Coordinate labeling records
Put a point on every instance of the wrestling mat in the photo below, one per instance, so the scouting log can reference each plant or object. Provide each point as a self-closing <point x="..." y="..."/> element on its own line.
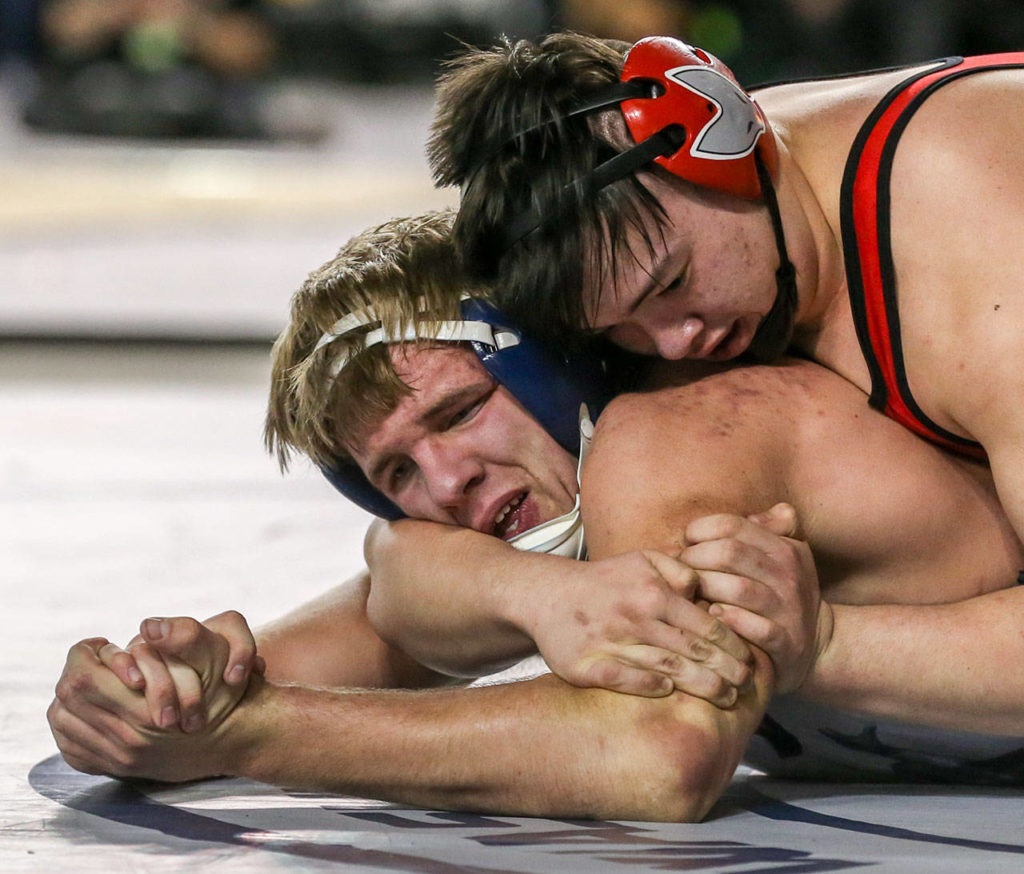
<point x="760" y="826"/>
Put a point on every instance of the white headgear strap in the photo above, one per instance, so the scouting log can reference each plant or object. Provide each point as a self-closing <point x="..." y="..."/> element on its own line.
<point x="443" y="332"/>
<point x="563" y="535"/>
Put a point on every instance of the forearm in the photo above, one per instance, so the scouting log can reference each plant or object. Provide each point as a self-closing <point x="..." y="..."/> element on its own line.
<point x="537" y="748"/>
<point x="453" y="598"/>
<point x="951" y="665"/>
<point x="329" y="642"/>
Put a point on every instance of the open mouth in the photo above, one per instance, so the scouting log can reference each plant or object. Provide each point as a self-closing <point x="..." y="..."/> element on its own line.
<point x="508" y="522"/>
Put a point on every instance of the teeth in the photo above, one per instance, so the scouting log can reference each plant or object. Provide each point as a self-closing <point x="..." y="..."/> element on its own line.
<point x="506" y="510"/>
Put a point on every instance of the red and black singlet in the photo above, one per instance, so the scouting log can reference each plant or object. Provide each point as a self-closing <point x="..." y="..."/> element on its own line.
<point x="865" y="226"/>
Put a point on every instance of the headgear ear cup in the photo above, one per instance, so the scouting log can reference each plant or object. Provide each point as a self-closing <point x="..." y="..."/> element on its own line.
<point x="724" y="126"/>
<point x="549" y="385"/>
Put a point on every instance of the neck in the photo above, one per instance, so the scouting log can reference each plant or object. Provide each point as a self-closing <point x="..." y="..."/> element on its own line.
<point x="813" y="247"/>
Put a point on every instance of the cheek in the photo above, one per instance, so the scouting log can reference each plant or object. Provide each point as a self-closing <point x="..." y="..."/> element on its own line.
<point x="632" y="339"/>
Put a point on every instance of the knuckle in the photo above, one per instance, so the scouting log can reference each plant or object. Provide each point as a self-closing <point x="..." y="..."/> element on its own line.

## TASK BRIEF
Copy out every line of the records above, word for word and in the same order, leaving out the pictures.

## COMPLETE RESPONSE
Put a point on every instance of the wrestling mat in the photo below, one per instance, so the scouting log can reference each plant or object. Provide each point as a self-closing <point x="..." y="..."/> element on its own line.
<point x="760" y="826"/>
Put a point on every instance of the white headgear strap in the photo above, one per instance, so the scouting log can reference each plant or object. Provide each point as a self-closing <point x="..." y="..."/> element on its own line.
<point x="443" y="332"/>
<point x="563" y="535"/>
Put a point on every instance of the forearm in the photo above, one per instance, so the scouting log can reference each plant or object. Provide each point as a self-closing <point x="..." y="..."/> element on its own line.
<point x="537" y="748"/>
<point x="453" y="598"/>
<point x="951" y="665"/>
<point x="329" y="642"/>
Put a point on every instance of the open mouth in the photo above, one per instance, so the scouting log can reference each plant or object. Provide each point as a self-closing <point x="..." y="..."/> element on its own line.
<point x="508" y="522"/>
Put a point on every instance of the teeth in the photo above, one per instance, so the scouting log can reference each plant or object. Provide each point as a self-closing <point x="..." y="..."/> element on its own line.
<point x="506" y="510"/>
Put a point on every instance of the red and black singlet in the photo above, one per instance, so the scouting log can reference each plant or object. Provide each point as a self-closing <point x="..." y="..."/> element on its own line.
<point x="865" y="226"/>
Put a point on every instance of the headgear ear cup in the photo above, one per instance, so the scouting log can reference each plant or object. Provide each point as a self-closing <point x="..." y="..."/> element on its own line.
<point x="724" y="126"/>
<point x="549" y="385"/>
Put a point on every instance of the neck in the photo above, one per instance, so the scouting log can reference each plant or object. Provide each point as a self-closing <point x="..." y="..."/> element on its own line.
<point x="813" y="247"/>
Put a point on every instance of the cheek in the photo above, one per instance, so the scouting log can reference each plant or object. Provide each point as a self-closing <point x="..." y="..."/> element on its own line.
<point x="632" y="339"/>
Put a point on every instance of the knuckle in the photo above, one per instance, so the scouting log can reference each plant or object. Provide each point as a self-closing <point x="..." y="..."/> element on its own line.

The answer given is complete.